• Records provided:

------------------------

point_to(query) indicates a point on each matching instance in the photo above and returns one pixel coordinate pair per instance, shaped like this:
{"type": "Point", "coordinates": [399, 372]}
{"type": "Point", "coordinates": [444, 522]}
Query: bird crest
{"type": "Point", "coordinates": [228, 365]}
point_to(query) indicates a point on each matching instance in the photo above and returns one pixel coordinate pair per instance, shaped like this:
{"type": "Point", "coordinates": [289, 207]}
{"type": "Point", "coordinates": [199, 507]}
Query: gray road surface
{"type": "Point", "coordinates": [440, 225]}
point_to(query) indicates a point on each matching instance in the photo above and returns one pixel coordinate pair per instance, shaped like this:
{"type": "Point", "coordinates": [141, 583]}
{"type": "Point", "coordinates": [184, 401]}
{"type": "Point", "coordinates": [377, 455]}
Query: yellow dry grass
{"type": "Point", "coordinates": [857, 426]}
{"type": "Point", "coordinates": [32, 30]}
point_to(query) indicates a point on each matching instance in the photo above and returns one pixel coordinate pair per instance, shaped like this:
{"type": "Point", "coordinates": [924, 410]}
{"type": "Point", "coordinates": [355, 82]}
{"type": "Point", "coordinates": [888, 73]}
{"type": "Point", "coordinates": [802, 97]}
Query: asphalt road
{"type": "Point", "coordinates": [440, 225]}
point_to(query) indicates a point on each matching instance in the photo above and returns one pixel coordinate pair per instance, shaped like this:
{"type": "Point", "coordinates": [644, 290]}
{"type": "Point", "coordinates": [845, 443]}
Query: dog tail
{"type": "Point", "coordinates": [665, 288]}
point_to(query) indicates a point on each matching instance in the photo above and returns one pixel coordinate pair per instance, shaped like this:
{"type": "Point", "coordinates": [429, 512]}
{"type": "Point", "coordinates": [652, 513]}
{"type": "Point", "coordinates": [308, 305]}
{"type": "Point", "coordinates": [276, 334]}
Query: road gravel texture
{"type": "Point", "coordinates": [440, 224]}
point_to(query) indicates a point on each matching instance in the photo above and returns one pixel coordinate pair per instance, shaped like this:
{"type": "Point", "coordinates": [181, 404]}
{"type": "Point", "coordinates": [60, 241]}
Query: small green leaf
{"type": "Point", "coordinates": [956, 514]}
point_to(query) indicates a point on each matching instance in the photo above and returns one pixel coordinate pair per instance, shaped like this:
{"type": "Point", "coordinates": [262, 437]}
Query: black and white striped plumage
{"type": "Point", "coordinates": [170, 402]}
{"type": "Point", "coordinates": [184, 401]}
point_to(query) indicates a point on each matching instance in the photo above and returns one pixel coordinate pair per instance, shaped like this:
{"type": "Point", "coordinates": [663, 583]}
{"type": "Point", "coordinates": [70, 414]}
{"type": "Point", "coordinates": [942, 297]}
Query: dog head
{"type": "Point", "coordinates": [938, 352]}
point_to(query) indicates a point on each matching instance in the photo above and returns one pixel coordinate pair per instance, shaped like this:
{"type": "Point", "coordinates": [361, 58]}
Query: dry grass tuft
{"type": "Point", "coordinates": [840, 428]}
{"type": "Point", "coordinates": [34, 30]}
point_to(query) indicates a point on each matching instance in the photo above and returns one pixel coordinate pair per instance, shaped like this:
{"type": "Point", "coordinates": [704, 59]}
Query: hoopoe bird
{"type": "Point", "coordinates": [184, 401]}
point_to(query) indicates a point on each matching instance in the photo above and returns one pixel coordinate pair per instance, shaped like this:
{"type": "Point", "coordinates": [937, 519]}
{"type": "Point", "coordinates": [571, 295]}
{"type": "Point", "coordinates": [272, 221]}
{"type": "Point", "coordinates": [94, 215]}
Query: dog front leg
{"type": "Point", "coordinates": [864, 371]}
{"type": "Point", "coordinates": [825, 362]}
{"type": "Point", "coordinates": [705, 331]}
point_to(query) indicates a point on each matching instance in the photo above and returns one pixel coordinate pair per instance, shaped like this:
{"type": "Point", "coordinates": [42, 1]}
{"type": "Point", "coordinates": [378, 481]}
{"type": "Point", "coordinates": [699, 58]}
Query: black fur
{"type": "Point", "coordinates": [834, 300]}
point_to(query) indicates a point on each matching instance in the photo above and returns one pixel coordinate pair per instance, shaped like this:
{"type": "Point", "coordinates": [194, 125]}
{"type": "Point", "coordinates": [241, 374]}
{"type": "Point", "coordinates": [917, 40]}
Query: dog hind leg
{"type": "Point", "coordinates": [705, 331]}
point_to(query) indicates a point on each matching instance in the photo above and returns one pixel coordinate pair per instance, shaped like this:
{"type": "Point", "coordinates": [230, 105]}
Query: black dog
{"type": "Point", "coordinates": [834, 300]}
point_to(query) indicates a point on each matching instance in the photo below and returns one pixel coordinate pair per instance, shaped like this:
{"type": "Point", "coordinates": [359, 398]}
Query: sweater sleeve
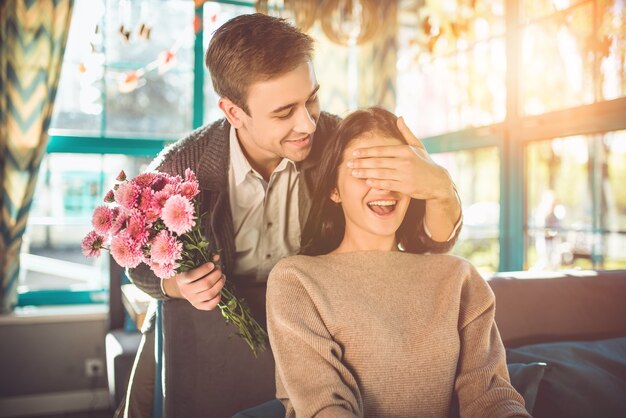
{"type": "Point", "coordinates": [311, 379]}
{"type": "Point", "coordinates": [482, 384]}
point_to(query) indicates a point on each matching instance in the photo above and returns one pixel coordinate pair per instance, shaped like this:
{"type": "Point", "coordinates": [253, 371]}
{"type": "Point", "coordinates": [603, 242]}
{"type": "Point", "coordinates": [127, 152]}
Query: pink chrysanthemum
{"type": "Point", "coordinates": [164, 271]}
{"type": "Point", "coordinates": [189, 189]}
{"type": "Point", "coordinates": [125, 251]}
{"type": "Point", "coordinates": [119, 220]}
{"type": "Point", "coordinates": [144, 179]}
{"type": "Point", "coordinates": [109, 197]}
{"type": "Point", "coordinates": [174, 180]}
{"type": "Point", "coordinates": [102, 219]}
{"type": "Point", "coordinates": [136, 227]}
{"type": "Point", "coordinates": [172, 188]}
{"type": "Point", "coordinates": [159, 182]}
{"type": "Point", "coordinates": [190, 175]}
{"type": "Point", "coordinates": [178, 214]}
{"type": "Point", "coordinates": [91, 244]}
{"type": "Point", "coordinates": [145, 199]}
{"type": "Point", "coordinates": [127, 195]}
{"type": "Point", "coordinates": [165, 248]}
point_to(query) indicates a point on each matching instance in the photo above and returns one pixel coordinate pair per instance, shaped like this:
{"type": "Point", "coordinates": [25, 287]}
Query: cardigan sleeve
{"type": "Point", "coordinates": [482, 383]}
{"type": "Point", "coordinates": [311, 379]}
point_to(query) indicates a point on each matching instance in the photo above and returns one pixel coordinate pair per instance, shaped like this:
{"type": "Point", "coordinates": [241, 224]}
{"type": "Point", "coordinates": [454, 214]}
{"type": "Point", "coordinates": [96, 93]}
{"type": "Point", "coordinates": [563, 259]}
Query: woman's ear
{"type": "Point", "coordinates": [232, 112]}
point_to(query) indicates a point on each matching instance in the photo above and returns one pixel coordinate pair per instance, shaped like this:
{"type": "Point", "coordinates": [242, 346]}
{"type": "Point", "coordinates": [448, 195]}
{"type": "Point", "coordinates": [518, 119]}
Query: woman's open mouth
{"type": "Point", "coordinates": [382, 207]}
{"type": "Point", "coordinates": [300, 143]}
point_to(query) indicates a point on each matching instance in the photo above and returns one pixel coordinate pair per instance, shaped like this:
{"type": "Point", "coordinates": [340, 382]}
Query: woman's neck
{"type": "Point", "coordinates": [351, 244]}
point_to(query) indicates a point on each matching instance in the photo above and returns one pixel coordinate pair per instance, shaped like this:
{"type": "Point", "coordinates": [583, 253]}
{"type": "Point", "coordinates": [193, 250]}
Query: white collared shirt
{"type": "Point", "coordinates": [265, 214]}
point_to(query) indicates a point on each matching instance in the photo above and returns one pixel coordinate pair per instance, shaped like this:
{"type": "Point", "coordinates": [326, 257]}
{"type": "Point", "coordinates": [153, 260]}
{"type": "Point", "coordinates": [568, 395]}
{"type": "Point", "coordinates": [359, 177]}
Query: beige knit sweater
{"type": "Point", "coordinates": [386, 334]}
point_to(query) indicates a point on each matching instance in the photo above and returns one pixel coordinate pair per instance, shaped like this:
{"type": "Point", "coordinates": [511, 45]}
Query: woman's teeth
{"type": "Point", "coordinates": [382, 207]}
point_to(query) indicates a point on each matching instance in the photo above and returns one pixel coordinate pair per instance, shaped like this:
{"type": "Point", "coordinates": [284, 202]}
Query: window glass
{"type": "Point", "coordinates": [576, 202]}
{"type": "Point", "coordinates": [149, 79]}
{"type": "Point", "coordinates": [611, 47]}
{"type": "Point", "coordinates": [69, 188]}
{"type": "Point", "coordinates": [476, 174]}
{"type": "Point", "coordinates": [78, 101]}
{"type": "Point", "coordinates": [128, 70]}
{"type": "Point", "coordinates": [556, 69]}
{"type": "Point", "coordinates": [612, 213]}
{"type": "Point", "coordinates": [456, 79]}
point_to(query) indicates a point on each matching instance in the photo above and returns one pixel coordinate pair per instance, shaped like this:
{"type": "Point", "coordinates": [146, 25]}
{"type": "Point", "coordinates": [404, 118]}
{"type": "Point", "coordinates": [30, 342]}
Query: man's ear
{"type": "Point", "coordinates": [232, 112]}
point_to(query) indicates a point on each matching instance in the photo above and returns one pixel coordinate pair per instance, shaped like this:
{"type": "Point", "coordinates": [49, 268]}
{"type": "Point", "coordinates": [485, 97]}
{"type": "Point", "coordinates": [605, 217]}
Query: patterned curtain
{"type": "Point", "coordinates": [33, 34]}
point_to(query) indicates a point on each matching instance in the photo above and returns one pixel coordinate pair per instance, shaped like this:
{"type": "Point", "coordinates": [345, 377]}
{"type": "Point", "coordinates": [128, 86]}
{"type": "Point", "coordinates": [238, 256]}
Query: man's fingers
{"type": "Point", "coordinates": [381, 151]}
{"type": "Point", "coordinates": [380, 162]}
{"type": "Point", "coordinates": [376, 173]}
{"type": "Point", "coordinates": [407, 134]}
{"type": "Point", "coordinates": [388, 185]}
{"type": "Point", "coordinates": [208, 305]}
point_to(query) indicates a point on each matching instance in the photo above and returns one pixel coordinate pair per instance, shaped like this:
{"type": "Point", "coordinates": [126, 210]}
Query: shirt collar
{"type": "Point", "coordinates": [240, 164]}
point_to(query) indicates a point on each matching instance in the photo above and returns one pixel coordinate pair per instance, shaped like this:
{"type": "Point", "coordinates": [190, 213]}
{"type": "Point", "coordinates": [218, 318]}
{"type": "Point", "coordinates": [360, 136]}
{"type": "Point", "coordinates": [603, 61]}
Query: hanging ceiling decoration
{"type": "Point", "coordinates": [346, 22]}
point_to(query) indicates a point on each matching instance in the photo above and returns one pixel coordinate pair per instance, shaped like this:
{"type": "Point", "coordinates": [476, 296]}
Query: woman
{"type": "Point", "coordinates": [362, 324]}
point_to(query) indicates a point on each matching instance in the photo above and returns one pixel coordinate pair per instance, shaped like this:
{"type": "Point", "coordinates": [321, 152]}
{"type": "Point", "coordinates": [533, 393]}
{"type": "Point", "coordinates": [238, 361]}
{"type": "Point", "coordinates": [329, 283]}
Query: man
{"type": "Point", "coordinates": [257, 166]}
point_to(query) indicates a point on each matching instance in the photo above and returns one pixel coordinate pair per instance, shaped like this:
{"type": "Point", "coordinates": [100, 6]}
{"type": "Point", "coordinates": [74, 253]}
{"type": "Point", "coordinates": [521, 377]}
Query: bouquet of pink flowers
{"type": "Point", "coordinates": [153, 219]}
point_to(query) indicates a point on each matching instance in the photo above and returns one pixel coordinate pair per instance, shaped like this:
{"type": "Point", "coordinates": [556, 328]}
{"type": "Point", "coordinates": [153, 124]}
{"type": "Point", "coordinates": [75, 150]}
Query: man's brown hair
{"type": "Point", "coordinates": [251, 48]}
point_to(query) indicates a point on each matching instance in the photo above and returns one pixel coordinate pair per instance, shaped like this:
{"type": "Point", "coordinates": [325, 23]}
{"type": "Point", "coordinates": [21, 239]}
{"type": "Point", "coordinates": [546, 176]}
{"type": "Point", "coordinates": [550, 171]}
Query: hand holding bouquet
{"type": "Point", "coordinates": [153, 219]}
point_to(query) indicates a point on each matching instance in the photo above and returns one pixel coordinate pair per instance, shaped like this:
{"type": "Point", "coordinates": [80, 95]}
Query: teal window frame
{"type": "Point", "coordinates": [510, 137]}
{"type": "Point", "coordinates": [138, 147]}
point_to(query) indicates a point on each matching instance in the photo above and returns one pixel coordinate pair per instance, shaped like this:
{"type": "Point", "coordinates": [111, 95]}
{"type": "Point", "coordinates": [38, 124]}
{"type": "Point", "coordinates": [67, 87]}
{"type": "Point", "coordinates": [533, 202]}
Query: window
{"type": "Point", "coordinates": [541, 84]}
{"type": "Point", "coordinates": [451, 69]}
{"type": "Point", "coordinates": [576, 210]}
{"type": "Point", "coordinates": [126, 90]}
{"type": "Point", "coordinates": [477, 174]}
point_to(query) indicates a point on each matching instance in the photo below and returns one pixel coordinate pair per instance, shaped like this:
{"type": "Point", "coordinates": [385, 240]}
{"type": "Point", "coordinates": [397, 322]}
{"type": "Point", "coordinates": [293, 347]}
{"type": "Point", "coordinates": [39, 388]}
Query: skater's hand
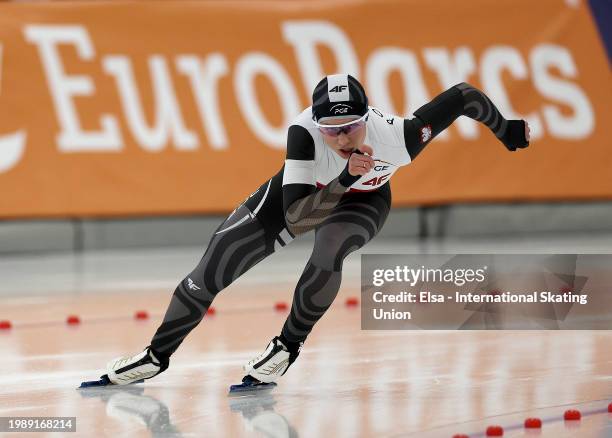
{"type": "Point", "coordinates": [359, 162]}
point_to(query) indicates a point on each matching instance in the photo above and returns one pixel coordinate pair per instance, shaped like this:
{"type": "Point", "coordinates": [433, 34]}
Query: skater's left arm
{"type": "Point", "coordinates": [461, 100]}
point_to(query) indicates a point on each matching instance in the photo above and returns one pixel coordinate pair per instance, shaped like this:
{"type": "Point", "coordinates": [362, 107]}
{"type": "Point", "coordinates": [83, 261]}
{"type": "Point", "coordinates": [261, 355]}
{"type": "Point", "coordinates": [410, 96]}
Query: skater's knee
{"type": "Point", "coordinates": [200, 284]}
{"type": "Point", "coordinates": [332, 246]}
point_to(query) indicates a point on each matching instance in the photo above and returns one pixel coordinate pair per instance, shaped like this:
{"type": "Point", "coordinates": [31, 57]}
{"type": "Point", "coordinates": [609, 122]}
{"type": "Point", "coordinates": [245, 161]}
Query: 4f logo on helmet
{"type": "Point", "coordinates": [340, 108]}
{"type": "Point", "coordinates": [425, 133]}
{"type": "Point", "coordinates": [338, 89]}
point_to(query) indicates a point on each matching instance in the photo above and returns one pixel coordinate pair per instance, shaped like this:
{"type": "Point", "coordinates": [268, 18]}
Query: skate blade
{"type": "Point", "coordinates": [104, 381]}
{"type": "Point", "coordinates": [251, 386]}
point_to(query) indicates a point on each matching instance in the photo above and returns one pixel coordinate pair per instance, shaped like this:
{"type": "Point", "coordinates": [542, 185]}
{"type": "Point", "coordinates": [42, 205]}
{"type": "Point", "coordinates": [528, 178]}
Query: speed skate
{"type": "Point", "coordinates": [130, 369]}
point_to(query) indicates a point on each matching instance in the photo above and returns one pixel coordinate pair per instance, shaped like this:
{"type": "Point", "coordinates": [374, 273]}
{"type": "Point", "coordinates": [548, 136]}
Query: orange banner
{"type": "Point", "coordinates": [182, 107]}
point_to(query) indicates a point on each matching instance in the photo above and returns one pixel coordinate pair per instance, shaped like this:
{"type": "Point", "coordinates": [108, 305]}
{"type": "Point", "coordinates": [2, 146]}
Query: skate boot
{"type": "Point", "coordinates": [265, 369]}
{"type": "Point", "coordinates": [131, 369]}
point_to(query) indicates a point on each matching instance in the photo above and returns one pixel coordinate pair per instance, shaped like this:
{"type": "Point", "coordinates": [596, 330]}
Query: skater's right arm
{"type": "Point", "coordinates": [306, 206]}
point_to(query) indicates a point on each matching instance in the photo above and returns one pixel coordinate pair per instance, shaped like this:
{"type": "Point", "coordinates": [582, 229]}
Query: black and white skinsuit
{"type": "Point", "coordinates": [314, 190]}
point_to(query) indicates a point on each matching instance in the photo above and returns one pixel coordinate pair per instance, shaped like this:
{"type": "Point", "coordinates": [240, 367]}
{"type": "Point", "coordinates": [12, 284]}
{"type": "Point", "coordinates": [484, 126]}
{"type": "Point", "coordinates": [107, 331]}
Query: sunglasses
{"type": "Point", "coordinates": [346, 128]}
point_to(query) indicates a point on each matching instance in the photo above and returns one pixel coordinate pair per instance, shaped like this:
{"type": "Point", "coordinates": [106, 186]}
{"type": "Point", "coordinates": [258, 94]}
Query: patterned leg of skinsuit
{"type": "Point", "coordinates": [252, 232]}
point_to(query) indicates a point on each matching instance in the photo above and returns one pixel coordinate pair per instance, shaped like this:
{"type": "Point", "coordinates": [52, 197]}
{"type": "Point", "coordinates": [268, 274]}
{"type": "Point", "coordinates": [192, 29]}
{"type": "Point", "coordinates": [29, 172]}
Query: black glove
{"type": "Point", "coordinates": [514, 137]}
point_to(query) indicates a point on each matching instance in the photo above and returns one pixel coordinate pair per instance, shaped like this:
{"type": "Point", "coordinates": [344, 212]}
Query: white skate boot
{"type": "Point", "coordinates": [268, 366]}
{"type": "Point", "coordinates": [131, 369]}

------------------------

• Task brief: Count the lines in the records above that contain the string "woman", treating uppercase and lowercase as different. Give only the number.

• Response: 5